(Region pointing data)
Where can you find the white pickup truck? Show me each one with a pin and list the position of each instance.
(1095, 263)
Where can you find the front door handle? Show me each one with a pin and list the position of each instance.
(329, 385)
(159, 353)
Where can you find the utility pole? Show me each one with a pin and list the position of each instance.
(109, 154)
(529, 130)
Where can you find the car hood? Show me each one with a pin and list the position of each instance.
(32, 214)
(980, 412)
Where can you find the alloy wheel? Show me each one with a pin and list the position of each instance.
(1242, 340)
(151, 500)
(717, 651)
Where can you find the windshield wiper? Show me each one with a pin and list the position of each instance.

...

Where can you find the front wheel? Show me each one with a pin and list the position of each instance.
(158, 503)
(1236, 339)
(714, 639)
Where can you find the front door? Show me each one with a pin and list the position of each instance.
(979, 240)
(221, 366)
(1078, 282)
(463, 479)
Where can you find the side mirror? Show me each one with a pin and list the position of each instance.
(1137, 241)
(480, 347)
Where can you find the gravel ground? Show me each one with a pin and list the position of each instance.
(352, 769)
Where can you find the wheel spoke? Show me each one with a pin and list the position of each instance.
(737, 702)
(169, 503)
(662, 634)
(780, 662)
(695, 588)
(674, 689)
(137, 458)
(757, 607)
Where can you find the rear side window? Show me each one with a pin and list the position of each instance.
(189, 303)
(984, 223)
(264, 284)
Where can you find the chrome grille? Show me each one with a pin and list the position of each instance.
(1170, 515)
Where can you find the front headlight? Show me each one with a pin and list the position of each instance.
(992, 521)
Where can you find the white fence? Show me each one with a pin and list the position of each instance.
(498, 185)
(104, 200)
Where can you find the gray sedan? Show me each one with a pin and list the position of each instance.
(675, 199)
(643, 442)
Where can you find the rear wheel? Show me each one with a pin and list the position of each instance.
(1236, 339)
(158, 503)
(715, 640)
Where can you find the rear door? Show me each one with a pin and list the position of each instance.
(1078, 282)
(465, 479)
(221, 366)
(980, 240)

What is expected ▸ Copy out the lines above exactly, beginning at the one that contains "Where can you find the white pickup" and ending at the one that contains "Where can you find the windshield".

Written reply ▸
Where can you find the white pickup truck? Show me each one with a pin and list the position of each instance.
(1095, 263)
Where can you find the front door handle? Show me each one with a pin and list the position of each instance.
(329, 385)
(159, 353)
Where can you find the utility pole? Show me each one with a pin and list the position of each instance.
(109, 154)
(529, 130)
Where can you find the car hood? Show me each one with a pin and list the position of each instance.
(32, 214)
(980, 412)
Where can you find the alloy wheel? Show me each one with a pin and list the position of each instance.
(1242, 340)
(151, 500)
(717, 651)
Where can you find the windshield wiper? Show me each one with a pin and list the position of each instance.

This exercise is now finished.